→ **Verilen metin**
-------

Freud ve Kierkegaard'a atıflarla açtığı metnini varoluşçuluk ekolünün çıkarım,algı ve savunusuna ayırmış May. Yazar, kaygının ontolojik olarak varlık duygusunu baskılamak durumundan beslendiğini belirtirken klasik ve modern psikiyatriye başkaldırıyor. Terapistin en zayıf noktasına parmak basarak, yardımcı olmaya çalışılan kişileri modern psikiyatrinin konformist kuklalara çevirdiğini, bireyselliği öldürdüğünü ifade ediyor. Nevrozun, bireyin kendi varlığını korumak için kullandığı bir yöntem olduğu açıklamasını yapan yazar, varoluşun bireyin cesaretine bağlı olduğunu ifade ediyor. Tillich'e atıflarda bulunurken diyor ki :" Biz başkalarında yaşarız, başkaları da bizde..."
Farkındalık ve bilincin aynı şeyler olmadığını açıkladıktan sonra varoluşçu analizin kökenlerine tarihçesine giren yazar, Viktoryen dönem ve algıların güçlü ve yerinde bir analizini yapmış. Modern psikiyatrinin neferleri olarak terapistlerin hastaları kendi önkabullerine göre yargılayıp yonttuğunu ve sonuca ulaşmakta başarısız olduğunu savunuyor. Batı dünyasının insanları endüstriyel ve siyasal kolektivizm içine sıkıştırarak isimsiz bireyler haline çevirme eğilimi eleştiriyor.

-------

→ **Kayıt parçaları**
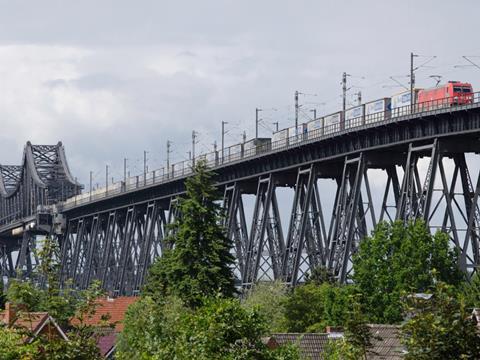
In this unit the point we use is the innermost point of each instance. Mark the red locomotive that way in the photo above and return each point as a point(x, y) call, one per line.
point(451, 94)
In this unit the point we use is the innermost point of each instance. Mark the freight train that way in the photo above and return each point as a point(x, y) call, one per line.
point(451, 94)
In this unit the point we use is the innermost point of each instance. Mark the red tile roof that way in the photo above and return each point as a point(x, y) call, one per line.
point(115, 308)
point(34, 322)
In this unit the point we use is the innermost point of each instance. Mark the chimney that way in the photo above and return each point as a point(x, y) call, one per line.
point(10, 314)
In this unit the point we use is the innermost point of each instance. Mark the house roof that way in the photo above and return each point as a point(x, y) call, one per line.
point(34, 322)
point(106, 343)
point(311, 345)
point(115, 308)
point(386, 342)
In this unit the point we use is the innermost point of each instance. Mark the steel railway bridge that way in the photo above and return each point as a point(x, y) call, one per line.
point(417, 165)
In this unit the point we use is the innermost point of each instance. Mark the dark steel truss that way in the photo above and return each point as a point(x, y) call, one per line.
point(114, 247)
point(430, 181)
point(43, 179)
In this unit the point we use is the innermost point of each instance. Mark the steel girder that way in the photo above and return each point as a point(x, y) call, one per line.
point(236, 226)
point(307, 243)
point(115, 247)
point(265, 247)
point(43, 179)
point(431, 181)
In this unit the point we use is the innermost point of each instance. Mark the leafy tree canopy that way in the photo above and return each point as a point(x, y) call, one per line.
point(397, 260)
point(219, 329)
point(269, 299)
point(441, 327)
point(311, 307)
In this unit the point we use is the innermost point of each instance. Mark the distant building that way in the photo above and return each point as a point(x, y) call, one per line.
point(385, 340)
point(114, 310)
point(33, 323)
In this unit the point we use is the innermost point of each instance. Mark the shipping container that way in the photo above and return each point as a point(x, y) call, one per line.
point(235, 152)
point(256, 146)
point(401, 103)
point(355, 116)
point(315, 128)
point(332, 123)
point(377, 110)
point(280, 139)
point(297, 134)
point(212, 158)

-------

→ **Görev**
Verilen metinde "Farkındalık ve bilincin" ile başlayıp "çevirme eğilimi eleştiriyor." ile biten kısmı, bu ikisi de dahil, yeniden yazın. Bunu yaparken "terapistlerin" yerine "doktorların" koyun.

→ **Cevap**
Farkındalık ve bilincin aynı şeyler olmadığını açıkladıktan sonra varoluşçu analizin kökenlerine tarihçesine giren yazar, Viktoryen dönem ve algıların güçlü ve yerinde bir analizini yapmış. Modern psikiyatrinin neferleri olarak doktorların hastaları kendi önkabullerine göre yargılayıp yonttuğunu ve sonuca ulaşmakta başarısız olduğunu savunuyor. Batı dünyasının insanları endüstriyel ve siyasal kolektivizm içine sıkıştırarak isimsiz bireyler haline çevirme eğilimi eleştiriyor.